(Rows from a pointing dataset)
====================

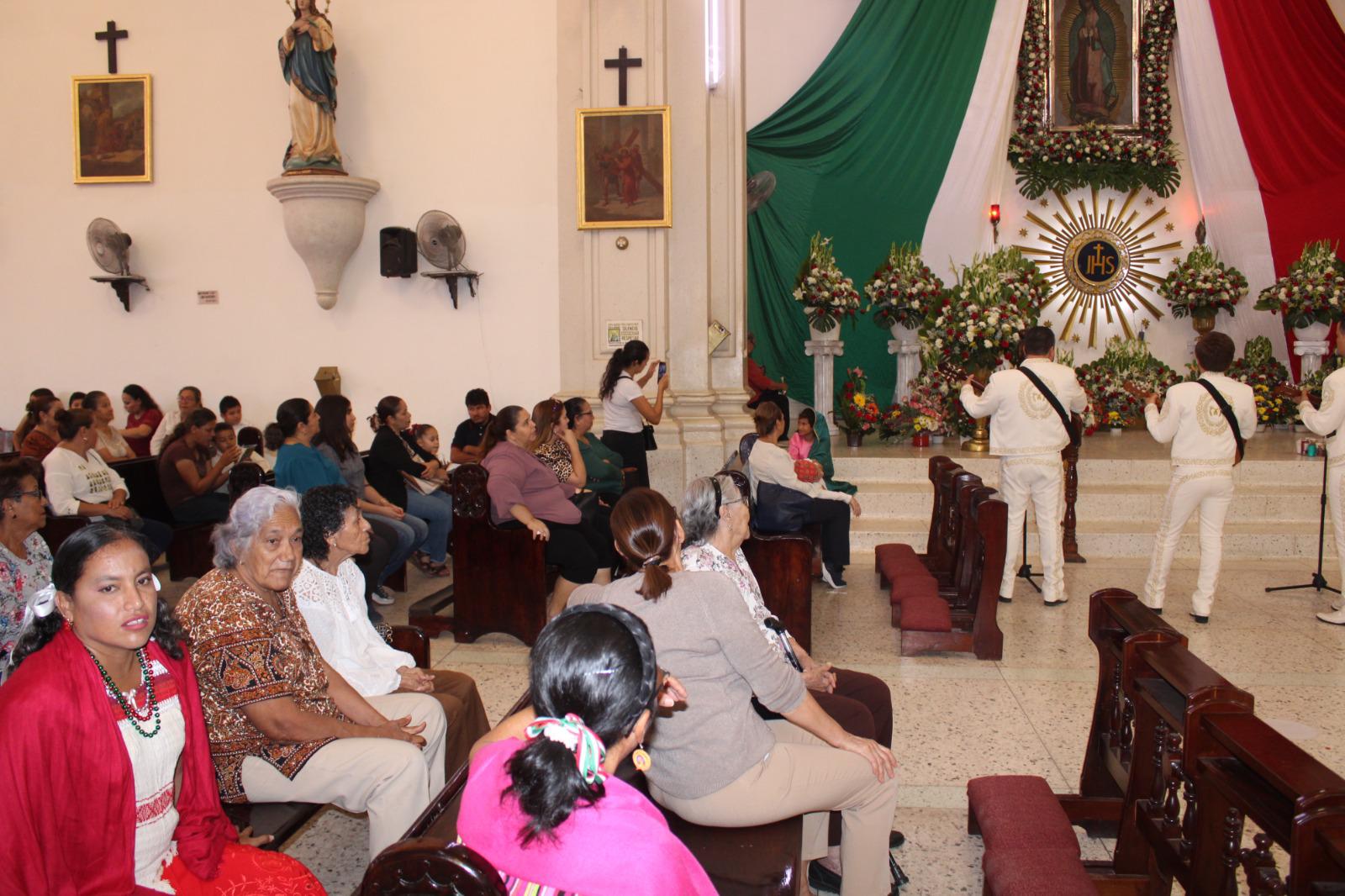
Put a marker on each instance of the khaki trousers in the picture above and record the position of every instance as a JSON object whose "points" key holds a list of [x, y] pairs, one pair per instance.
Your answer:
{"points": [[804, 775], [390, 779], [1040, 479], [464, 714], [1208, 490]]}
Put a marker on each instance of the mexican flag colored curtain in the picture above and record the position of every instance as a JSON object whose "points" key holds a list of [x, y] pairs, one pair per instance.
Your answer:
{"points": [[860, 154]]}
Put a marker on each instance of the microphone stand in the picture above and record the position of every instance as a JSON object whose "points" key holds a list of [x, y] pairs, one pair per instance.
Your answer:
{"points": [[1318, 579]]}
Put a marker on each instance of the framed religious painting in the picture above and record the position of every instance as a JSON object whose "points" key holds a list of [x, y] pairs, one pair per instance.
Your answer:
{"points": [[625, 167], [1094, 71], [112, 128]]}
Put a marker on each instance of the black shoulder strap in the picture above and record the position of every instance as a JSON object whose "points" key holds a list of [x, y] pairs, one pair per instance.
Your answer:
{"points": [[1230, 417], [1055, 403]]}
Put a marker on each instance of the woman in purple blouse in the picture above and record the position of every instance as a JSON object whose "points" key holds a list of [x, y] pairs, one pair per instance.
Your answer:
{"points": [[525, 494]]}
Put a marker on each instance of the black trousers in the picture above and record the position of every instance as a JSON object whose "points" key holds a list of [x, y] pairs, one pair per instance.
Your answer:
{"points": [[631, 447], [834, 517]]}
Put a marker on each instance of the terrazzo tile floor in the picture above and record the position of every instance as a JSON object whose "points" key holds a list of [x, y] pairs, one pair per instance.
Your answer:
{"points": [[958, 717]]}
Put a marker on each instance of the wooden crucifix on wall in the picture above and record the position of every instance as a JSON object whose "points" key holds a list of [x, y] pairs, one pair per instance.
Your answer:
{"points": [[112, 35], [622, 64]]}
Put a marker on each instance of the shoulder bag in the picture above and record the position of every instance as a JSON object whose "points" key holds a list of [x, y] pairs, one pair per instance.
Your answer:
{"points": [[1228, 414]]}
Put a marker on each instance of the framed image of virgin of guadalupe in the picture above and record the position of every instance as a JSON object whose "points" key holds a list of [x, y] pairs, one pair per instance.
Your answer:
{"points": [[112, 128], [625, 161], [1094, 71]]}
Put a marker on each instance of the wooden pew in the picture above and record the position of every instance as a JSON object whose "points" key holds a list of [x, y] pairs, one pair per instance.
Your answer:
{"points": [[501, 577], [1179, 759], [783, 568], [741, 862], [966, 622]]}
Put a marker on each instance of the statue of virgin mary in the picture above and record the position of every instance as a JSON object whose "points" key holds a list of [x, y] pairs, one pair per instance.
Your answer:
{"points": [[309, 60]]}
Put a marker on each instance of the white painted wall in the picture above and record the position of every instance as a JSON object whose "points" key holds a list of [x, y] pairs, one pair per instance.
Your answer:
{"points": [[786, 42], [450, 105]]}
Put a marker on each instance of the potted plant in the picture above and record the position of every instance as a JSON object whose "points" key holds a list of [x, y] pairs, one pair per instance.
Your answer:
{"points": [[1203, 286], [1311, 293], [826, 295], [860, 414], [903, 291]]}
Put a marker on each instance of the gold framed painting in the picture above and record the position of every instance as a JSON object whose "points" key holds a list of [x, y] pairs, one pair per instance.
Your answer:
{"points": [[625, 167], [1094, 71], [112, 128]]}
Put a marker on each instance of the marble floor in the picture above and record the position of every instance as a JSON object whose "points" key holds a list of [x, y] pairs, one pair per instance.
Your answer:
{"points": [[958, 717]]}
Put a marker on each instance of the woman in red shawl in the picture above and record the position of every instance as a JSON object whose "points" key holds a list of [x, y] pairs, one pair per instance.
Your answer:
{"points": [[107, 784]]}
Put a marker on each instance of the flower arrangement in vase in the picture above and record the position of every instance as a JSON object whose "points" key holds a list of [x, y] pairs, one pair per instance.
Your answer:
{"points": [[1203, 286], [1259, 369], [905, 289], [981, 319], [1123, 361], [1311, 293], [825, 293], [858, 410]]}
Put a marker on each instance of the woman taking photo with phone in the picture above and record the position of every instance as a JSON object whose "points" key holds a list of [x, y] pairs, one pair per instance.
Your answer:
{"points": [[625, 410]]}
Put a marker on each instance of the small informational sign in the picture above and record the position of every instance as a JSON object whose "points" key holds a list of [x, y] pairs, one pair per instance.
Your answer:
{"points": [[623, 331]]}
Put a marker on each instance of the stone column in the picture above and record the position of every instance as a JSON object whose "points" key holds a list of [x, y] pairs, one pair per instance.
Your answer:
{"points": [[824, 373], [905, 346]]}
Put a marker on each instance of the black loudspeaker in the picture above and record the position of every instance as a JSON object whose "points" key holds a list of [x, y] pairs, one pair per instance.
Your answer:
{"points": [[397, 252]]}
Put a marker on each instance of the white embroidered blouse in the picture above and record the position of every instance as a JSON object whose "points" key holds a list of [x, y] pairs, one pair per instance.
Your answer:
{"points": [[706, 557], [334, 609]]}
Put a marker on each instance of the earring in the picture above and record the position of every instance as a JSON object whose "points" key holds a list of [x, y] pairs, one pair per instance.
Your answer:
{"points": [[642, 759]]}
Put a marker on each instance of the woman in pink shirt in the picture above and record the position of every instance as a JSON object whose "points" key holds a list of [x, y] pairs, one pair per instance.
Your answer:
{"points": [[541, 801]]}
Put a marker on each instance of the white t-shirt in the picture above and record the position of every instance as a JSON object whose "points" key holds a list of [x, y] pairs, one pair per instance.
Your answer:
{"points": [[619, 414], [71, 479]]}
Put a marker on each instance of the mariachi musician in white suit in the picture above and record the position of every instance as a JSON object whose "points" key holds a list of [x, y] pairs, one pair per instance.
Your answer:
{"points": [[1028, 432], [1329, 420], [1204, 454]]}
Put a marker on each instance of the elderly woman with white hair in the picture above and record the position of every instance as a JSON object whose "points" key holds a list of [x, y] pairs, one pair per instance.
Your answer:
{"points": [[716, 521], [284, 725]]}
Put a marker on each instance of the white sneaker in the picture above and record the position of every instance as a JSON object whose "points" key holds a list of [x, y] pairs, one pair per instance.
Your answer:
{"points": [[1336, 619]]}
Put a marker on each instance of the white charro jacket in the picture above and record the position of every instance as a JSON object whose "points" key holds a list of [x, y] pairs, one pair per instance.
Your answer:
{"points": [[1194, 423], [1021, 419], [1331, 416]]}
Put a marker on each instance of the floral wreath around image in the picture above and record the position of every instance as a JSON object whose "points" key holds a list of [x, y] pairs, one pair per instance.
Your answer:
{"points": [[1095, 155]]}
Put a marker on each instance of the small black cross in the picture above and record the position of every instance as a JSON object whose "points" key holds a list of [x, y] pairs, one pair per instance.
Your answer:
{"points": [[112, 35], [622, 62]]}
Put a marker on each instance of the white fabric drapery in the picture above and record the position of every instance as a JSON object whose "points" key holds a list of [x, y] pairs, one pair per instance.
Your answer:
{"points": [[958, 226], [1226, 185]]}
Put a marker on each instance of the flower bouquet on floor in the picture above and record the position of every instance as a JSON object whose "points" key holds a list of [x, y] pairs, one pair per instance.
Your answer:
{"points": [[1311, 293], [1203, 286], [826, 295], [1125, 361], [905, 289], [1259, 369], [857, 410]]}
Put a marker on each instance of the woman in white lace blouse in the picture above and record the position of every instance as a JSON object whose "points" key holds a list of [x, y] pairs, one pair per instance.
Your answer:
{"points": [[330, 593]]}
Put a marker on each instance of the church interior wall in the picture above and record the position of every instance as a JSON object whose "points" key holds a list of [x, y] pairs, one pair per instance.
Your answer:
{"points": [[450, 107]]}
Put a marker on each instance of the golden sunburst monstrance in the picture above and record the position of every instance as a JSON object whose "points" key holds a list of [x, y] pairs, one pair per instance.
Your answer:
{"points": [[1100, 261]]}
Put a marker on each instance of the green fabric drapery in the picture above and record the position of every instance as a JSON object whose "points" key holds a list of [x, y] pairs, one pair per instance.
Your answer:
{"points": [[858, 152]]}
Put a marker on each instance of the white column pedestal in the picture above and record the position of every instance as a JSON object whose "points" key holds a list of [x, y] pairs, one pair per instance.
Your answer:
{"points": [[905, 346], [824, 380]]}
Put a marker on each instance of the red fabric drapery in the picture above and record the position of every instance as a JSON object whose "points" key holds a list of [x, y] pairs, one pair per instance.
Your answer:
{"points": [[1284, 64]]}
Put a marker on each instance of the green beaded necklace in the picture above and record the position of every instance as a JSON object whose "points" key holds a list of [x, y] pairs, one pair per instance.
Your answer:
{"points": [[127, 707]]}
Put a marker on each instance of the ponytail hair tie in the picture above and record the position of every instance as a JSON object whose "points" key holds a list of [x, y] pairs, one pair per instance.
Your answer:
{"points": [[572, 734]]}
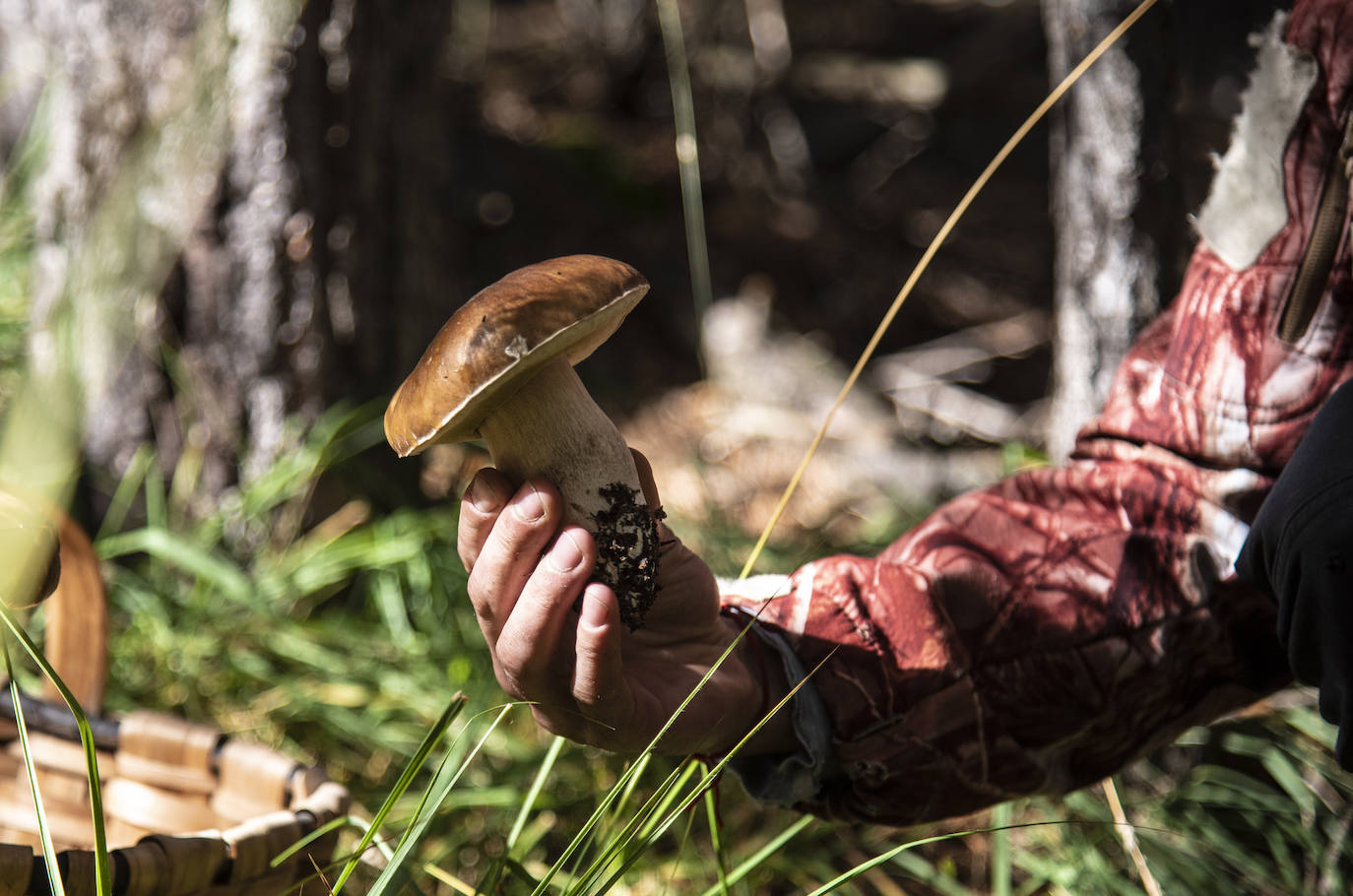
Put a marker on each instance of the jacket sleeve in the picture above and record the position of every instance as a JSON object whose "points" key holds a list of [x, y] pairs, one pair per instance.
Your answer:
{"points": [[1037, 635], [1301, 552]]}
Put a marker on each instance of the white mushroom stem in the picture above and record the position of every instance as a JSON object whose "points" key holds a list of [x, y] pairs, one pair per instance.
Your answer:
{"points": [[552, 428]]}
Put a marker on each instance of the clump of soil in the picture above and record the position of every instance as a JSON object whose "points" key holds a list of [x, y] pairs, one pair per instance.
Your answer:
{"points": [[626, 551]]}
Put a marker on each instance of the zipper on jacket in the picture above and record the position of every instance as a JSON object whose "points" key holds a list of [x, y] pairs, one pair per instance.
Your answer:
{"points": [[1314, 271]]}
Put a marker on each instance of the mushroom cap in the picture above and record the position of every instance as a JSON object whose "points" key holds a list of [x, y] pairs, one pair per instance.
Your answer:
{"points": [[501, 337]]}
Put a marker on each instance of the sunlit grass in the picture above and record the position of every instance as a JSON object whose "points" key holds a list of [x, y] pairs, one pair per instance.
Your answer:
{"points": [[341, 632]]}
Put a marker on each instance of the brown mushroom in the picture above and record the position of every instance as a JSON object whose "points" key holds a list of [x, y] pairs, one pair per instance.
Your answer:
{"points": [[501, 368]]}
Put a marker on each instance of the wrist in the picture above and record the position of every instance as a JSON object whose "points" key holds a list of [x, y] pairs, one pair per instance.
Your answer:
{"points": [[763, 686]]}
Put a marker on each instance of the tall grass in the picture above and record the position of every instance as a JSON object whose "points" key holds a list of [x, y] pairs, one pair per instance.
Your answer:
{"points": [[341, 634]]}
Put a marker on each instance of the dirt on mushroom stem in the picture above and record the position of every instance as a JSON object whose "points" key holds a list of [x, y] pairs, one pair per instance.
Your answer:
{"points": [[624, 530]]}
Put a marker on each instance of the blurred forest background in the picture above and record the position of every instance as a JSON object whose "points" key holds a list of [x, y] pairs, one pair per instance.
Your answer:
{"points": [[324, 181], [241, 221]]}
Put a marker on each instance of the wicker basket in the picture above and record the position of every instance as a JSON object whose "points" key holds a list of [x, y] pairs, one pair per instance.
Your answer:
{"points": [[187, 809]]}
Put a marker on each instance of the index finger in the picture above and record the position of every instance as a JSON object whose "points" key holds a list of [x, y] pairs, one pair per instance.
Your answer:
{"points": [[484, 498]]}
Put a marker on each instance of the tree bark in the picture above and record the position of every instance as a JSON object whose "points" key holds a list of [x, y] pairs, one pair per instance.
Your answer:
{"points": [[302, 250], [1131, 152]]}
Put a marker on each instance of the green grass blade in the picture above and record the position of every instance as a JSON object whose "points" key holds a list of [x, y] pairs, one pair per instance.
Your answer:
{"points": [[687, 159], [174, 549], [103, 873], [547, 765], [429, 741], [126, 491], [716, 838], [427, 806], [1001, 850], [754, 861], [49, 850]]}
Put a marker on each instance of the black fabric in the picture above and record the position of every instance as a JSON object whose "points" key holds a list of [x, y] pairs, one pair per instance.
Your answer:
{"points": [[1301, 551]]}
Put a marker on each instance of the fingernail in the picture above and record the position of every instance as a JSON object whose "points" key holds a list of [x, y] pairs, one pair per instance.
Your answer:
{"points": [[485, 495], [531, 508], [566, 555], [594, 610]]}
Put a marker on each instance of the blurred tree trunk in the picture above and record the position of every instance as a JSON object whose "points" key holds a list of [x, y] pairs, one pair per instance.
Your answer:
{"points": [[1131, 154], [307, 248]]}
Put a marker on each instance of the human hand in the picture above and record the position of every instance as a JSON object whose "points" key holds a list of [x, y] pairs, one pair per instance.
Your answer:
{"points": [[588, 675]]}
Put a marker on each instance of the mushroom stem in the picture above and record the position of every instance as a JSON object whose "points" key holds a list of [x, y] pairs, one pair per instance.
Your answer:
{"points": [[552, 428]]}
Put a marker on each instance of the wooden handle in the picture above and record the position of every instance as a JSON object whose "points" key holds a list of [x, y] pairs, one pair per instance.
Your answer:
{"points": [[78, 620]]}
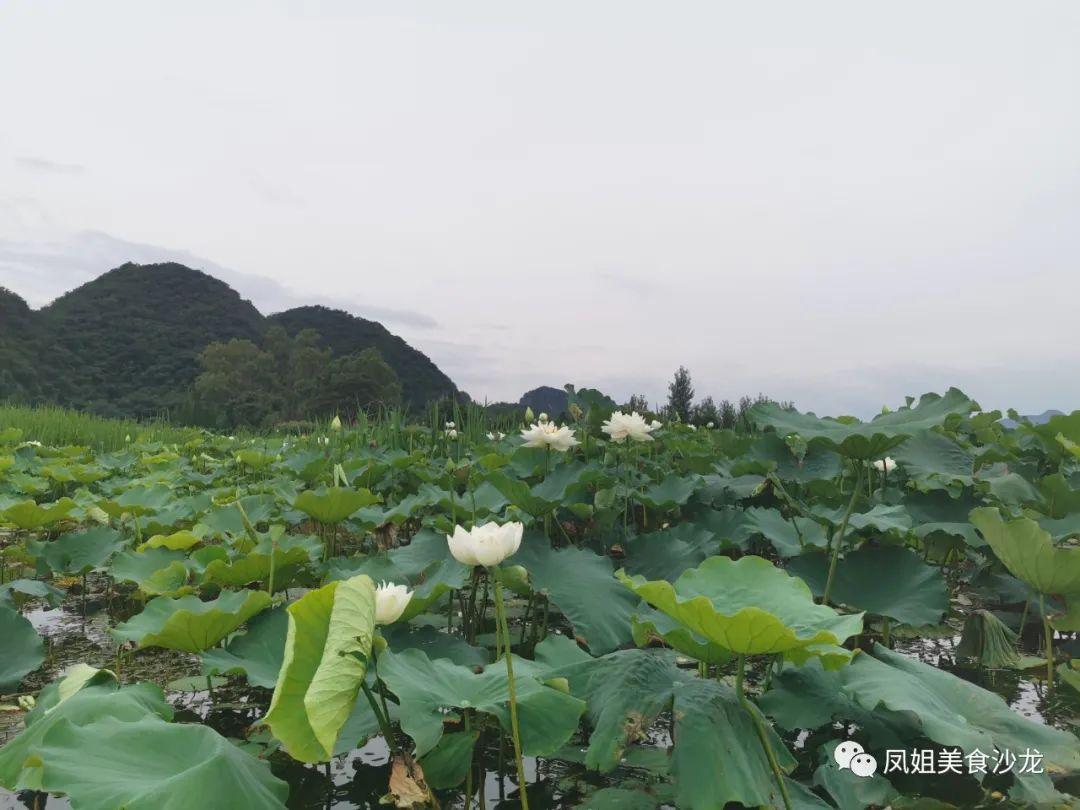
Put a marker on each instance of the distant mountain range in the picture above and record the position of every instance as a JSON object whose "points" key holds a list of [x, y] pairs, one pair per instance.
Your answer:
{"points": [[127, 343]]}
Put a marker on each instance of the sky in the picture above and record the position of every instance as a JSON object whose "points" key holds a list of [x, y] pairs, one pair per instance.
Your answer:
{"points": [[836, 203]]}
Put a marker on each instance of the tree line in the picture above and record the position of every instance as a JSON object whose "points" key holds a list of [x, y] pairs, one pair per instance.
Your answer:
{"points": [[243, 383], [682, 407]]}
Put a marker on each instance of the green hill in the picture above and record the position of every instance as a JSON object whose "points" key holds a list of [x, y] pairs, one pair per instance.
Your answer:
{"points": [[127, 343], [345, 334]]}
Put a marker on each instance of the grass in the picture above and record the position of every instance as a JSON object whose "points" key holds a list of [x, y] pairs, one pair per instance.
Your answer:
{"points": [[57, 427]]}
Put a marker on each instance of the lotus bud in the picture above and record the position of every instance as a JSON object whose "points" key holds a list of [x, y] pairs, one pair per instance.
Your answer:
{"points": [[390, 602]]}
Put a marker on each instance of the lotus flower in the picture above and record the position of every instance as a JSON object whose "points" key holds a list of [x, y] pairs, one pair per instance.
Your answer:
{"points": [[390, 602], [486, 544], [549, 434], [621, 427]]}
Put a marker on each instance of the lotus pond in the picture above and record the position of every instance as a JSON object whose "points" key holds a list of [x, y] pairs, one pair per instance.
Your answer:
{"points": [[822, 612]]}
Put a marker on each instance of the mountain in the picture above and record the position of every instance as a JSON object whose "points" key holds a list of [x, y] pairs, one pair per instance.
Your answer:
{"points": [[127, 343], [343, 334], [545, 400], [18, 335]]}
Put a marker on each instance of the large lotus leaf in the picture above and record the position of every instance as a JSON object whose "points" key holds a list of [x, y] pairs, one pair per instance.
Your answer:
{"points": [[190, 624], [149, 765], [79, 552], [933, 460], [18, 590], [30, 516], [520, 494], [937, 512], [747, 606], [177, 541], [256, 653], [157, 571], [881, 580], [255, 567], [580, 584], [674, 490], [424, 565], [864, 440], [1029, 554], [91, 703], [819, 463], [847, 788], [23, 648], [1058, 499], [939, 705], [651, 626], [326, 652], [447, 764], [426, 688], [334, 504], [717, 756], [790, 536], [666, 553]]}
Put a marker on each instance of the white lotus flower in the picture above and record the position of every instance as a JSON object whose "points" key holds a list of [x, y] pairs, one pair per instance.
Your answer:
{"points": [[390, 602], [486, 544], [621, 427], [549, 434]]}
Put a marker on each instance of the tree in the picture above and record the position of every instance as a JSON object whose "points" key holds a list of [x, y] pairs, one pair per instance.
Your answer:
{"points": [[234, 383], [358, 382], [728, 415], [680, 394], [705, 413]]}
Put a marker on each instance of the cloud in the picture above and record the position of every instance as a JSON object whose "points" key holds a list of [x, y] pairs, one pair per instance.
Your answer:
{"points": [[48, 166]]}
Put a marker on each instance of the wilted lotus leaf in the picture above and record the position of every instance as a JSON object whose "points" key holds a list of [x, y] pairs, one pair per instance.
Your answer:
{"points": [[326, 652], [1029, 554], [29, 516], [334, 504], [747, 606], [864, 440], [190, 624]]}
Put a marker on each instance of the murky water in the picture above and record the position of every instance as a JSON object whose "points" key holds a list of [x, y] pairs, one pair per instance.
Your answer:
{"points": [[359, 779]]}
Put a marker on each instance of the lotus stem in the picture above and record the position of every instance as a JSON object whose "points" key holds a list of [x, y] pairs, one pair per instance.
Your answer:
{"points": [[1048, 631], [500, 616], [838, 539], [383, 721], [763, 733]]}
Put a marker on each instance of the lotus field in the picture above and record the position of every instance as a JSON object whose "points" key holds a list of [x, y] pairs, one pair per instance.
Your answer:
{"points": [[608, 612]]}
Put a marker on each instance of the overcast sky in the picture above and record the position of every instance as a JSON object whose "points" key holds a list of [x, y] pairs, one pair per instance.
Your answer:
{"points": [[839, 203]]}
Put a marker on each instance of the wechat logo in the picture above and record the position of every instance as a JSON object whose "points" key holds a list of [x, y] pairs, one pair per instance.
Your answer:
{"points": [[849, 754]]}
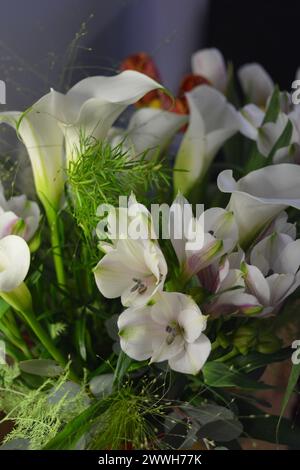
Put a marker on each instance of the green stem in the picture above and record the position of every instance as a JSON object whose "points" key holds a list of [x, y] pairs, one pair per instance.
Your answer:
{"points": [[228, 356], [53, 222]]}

====================

Reproduce, word for word, every line from the one that contains "Put a marker on each instance of the wechat" to the end of the data, including both ends; omit all pictures.

Put a marker on each instance of the wechat logo in the picture above and record the position of every instance as a JSON object whose "points" key holds a list of [x, y] pairs, one pair per instance.
Your answer:
{"points": [[849, 754]]}
Put a marker on each instance of the green stem in the picture above and record the position of every instance as a JSON object whose "points" key holds a list of [x, y] pairs, one pair per instance.
Your answer:
{"points": [[228, 356], [53, 222]]}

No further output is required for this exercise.